Exercise goal: Copy all of the data below word for word, keeping every line unchanged.
Start of Dataset records
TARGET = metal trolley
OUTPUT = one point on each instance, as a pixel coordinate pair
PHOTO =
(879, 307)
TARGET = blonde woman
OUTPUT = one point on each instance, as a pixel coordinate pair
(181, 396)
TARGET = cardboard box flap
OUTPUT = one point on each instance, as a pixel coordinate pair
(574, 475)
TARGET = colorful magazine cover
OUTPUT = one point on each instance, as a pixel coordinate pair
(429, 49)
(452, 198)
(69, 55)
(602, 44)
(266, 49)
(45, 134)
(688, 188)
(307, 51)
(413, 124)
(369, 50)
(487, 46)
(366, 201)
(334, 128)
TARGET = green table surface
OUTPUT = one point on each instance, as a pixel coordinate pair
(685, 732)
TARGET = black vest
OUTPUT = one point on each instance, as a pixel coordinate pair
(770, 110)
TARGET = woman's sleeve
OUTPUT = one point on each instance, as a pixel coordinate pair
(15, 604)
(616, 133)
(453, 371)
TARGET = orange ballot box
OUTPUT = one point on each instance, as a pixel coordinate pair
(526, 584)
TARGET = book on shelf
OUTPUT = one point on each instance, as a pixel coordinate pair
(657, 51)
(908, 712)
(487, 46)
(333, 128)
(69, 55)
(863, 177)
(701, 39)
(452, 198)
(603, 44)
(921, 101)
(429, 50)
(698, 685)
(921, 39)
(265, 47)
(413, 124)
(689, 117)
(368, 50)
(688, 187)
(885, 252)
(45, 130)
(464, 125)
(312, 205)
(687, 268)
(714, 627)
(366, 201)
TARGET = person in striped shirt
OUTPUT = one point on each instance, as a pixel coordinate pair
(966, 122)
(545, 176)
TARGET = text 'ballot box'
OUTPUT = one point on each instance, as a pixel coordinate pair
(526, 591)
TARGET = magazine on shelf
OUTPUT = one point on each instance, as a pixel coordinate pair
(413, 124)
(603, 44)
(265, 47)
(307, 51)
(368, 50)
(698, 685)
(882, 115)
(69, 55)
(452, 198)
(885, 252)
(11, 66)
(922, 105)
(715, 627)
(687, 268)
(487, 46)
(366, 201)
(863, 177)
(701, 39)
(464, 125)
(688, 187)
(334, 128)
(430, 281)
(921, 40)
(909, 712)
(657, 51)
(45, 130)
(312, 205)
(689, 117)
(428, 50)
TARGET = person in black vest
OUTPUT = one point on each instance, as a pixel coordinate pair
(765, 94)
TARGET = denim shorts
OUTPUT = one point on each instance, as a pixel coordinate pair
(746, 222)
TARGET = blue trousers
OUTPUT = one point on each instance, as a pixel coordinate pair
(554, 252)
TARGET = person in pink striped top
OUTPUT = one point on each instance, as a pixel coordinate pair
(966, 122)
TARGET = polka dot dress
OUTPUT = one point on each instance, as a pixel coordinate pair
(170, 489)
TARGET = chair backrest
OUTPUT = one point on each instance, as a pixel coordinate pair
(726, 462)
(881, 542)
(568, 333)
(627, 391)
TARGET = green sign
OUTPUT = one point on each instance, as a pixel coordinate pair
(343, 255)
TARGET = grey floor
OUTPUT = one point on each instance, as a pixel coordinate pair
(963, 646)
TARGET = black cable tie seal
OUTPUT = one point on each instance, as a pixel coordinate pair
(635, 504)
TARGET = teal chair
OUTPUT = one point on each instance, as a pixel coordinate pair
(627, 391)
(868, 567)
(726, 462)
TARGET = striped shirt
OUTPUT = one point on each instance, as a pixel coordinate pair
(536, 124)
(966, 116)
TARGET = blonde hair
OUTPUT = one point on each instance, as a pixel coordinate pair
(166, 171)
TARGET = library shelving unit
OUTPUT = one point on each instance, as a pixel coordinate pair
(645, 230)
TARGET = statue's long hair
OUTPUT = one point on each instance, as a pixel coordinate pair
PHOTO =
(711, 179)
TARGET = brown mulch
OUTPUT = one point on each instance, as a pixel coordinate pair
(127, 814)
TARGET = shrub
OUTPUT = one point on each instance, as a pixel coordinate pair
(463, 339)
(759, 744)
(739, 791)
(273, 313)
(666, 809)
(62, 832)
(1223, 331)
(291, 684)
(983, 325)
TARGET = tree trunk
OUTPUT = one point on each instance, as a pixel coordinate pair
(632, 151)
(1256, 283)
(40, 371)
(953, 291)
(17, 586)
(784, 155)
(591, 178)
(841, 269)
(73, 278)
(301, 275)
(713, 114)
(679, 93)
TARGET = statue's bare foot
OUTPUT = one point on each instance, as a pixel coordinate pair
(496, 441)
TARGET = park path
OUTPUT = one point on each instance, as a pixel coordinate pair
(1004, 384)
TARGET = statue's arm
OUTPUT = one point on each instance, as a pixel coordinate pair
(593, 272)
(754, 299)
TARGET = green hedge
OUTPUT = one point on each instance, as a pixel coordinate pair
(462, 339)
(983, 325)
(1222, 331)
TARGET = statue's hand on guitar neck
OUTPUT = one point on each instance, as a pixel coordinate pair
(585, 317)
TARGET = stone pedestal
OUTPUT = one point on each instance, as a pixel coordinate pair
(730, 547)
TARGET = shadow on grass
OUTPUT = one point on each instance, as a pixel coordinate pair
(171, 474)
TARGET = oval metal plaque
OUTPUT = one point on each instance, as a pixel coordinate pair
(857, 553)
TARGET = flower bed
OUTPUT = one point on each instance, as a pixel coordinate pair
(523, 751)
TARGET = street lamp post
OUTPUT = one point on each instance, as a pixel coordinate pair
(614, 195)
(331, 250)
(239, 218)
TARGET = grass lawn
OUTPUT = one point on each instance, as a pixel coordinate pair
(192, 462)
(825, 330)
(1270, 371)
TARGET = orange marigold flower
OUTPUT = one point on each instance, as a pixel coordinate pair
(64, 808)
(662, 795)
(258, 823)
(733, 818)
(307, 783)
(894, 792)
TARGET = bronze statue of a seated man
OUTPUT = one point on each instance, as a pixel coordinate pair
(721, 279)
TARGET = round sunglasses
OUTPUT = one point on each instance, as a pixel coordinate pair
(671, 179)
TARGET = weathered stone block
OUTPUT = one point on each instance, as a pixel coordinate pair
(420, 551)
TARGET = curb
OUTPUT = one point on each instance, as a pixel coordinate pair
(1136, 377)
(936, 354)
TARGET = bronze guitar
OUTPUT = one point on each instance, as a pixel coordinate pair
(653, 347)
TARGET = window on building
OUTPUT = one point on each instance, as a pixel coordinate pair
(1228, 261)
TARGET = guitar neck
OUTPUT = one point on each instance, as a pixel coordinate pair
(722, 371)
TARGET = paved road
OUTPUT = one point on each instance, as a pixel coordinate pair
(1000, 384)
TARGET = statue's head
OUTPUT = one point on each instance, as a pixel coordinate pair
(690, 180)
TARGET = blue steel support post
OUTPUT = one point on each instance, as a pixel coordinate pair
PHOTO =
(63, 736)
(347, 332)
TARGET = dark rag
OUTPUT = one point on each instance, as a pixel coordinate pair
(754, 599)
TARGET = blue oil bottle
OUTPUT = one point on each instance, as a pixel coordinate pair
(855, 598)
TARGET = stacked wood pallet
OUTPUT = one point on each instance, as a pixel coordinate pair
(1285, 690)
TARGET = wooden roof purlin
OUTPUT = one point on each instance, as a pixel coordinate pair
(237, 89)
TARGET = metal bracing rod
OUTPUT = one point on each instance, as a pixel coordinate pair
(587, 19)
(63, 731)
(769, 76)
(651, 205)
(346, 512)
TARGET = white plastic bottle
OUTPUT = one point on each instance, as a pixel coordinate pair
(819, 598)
End of Dataset records
Solution to the exercise:
TARGET = metal trolley
OUTPUT = one point on each instance, as a pixel coordinate pair
PHOTO =
(879, 307)
TARGET = blonde woman
OUTPUT = one point on each instance, as a pixel coordinate pair
(181, 396)
TARGET = cardboard box flap
OUTPUT = one point on each instance, as a pixel coordinate pair
(574, 475)
TARGET = colorful magazine cover
OUTPUT = one point on each instance, as a pixel coordinate pair
(429, 49)
(452, 198)
(69, 55)
(602, 44)
(266, 49)
(45, 134)
(688, 188)
(307, 51)
(413, 124)
(369, 50)
(487, 46)
(366, 201)
(334, 128)
TARGET = green table surface
OUTPUT = one point on each instance, as a pixel coordinate pair
(685, 732)
TARGET = black vest
OUTPUT = one point on each instance, as a pixel coordinate pair
(770, 110)
TARGET = woman's sleeve
OUTPUT = one point on each instance, as a pixel coordinate pair
(15, 604)
(616, 133)
(453, 371)
TARGET = orange ballot box
OUTPUT = one point on each instance, as a pixel coordinate pair
(526, 584)
TARGET = book on shelf
OUTPUT = one point on each instance, as a pixel coordinate pair
(657, 51)
(908, 712)
(487, 46)
(333, 128)
(69, 55)
(863, 177)
(701, 39)
(452, 198)
(603, 44)
(921, 101)
(429, 50)
(698, 685)
(921, 39)
(265, 47)
(413, 124)
(689, 117)
(368, 50)
(688, 187)
(885, 252)
(45, 130)
(464, 125)
(312, 205)
(687, 268)
(714, 627)
(366, 201)
TARGET = person in striped shirt
OUTPUT = one point on each instance, as a pixel coordinate pair
(966, 122)
(545, 176)
TARGET = text 'ballot box'
OUTPUT = one point on each instance, as a pixel coordinate pair
(526, 591)
TARGET = magazine on shelf
OUTPUT = one point on each instance, as a pixel coordinate pair
(413, 124)
(603, 44)
(265, 47)
(307, 51)
(368, 50)
(698, 685)
(882, 115)
(69, 55)
(452, 198)
(885, 252)
(11, 66)
(922, 105)
(715, 627)
(687, 268)
(487, 46)
(366, 201)
(863, 177)
(701, 39)
(464, 125)
(688, 187)
(334, 128)
(430, 281)
(921, 40)
(909, 712)
(657, 51)
(45, 130)
(312, 205)
(689, 117)
(428, 50)
TARGET = person in black vest
OUTPUT = one point on each instance, as a pixel coordinate pair
(765, 94)
TARGET = denim shorts
OUTPUT = one point on each instance, as a pixel coordinate pair
(746, 222)
TARGET = blue trousers
OUTPUT = one point on each instance, as a pixel coordinate pair
(554, 252)
TARGET = person in pink striped top
OUTPUT = one point on each instance, as a pixel coordinate pair
(966, 122)
TARGET = polka dot dress
OUTPUT = one point on each instance, as a pixel coordinate pair
(170, 489)
TARGET = chair backrest
OUTPUT = one point on each instance, as a pixel coordinate pair
(726, 462)
(881, 542)
(568, 333)
(627, 391)
TARGET = green sign
OUTPUT = one point on each instance, as a pixel coordinate pair
(343, 255)
TARGET = grey floor
OUTPUT = one point on each instance, as a pixel coordinate pair
(963, 646)
TARGET = black cable tie seal
OUTPUT = one point on each instance, as a pixel coordinate pair
(635, 504)
TARGET = teal chair
OUTPUT = one point on each instance, as a pixel coordinate pair
(627, 391)
(868, 567)
(726, 462)
TARGET = striped shirt
OUTPUT = one point on each instance, as a pixel coordinate pair
(536, 124)
(966, 116)
TARGET = blonde hair
OUTPUT = one point on each instance, as a pixel coordinate pair
(166, 171)
TARGET = library shelving unit
OUTPUT = one point on each instance, as a pixel coordinate pair
(645, 230)
TARGET = statue's long hair
OUTPUT = one point on each instance, as a pixel coordinate pair
PHOTO =
(711, 179)
TARGET = brown mulch
OUTPUT = one point on each instance, as a pixel coordinate pair
(127, 814)
TARGET = shrub
OUTPUT = one point on each instance, as a pixel coordinate pair
(463, 339)
(759, 744)
(739, 791)
(273, 313)
(666, 809)
(62, 832)
(1223, 331)
(291, 684)
(983, 325)
TARGET = tree trunk
OUTPUT = one point on each instance, as a pixel coordinate pair
(632, 151)
(1256, 283)
(40, 371)
(953, 291)
(17, 586)
(784, 155)
(591, 178)
(841, 269)
(73, 278)
(301, 275)
(713, 114)
(679, 93)
TARGET = statue's bare foot
OUTPUT = one point on each instance, as a pixel coordinate pair
(496, 441)
TARGET = park path
OUTPUT = one point on each instance, as a pixel coordinate pair
(1004, 384)
TARGET = statue's arm
OUTPUT = one point on each instance, as a pixel coordinate pair
(593, 272)
(754, 299)
TARGET = green hedge
OUTPUT = one point on each instance, as a pixel coordinate pair
(462, 339)
(983, 325)
(1222, 331)
TARGET = statue's hand on guitar neck
OUTPUT = one point on each instance, as a pixel coordinate pair
(585, 317)
TARGET = stone pedestal
OUTPUT = one point on each instance, as a pixel coordinate pair
(730, 547)
TARGET = shadow on grass
OUTPUT = one point on each instance, as a pixel coordinate pair
(171, 474)
TARGET = oval metal plaque
OUTPUT = one point on each instance, as a pixel coordinate pair
(857, 553)
TARGET = flower bed
OUTPUT = one point on each instance, as a pixel coordinate pair
(523, 751)
TARGET = street lamp post
OUTPUT = one point on each instance, as a pixel coordinate pair
(614, 195)
(331, 250)
(239, 218)
TARGET = grass lawn
OUTPUT = one point on each instance, as a pixel coordinate pair
(192, 462)
(825, 330)
(1270, 371)
TARGET = orange marigold flower
OUTPUT = one point on each instance, as a pixel coordinate pair
(64, 808)
(662, 795)
(258, 823)
(733, 818)
(307, 783)
(894, 792)
TARGET = bronze statue of a seated man
OUTPUT = one point on each instance, as a pixel coordinate pair
(721, 279)
TARGET = round sunglasses
OUTPUT = one point on each instance, as a pixel coordinate pair
(671, 179)
TARGET = weathered stone block
OUTPUT = one point on each instance, as a pixel coordinate pair
(420, 551)
TARGET = curb
OUTPUT = one point on each instance, as a pixel coordinate pair
(1136, 377)
(936, 354)
TARGET = bronze guitar
OUTPUT = one point on each instance, as a pixel coordinate pair
(653, 347)
TARGET = window on building
OUTPUT = one point on each instance, as a pixel coordinate pair
(1228, 261)
TARGET = guitar neck
OUTPUT = one point on each instance, as a pixel coordinate pair
(722, 371)
TARGET = paved road
OUTPUT = one point on each instance, as a pixel coordinate pair
(1000, 384)
TARGET = statue's head
OUTPUT = one point on each instance, as a pixel coordinate pair
(690, 180)
TARGET = blue steel support post
OUTPUT = one point on each instance, as a pixel coordinate pair
PHOTO =
(63, 736)
(347, 332)
TARGET = dark rag
OUTPUT = one point on each instance, as a pixel coordinate pair
(754, 599)
TARGET = blue oil bottle
OUTPUT = one point on each instance, as a pixel coordinate pair
(855, 598)
TARGET = stacked wood pallet
OUTPUT = one point on each instance, as a pixel coordinate pair
(1285, 690)
TARGET = wooden roof purlin
OUTPUT = one point on each instance, as a pixel coordinate pair
(237, 89)
TARGET = metal bracing rod
OUTPUT = one point on each instance, as a pixel coordinate pair
(587, 19)
(63, 731)
(769, 76)
(651, 205)
(346, 512)
TARGET = white plastic bottle
OUTPUT = one point on each instance, as a pixel coordinate pair
(819, 598)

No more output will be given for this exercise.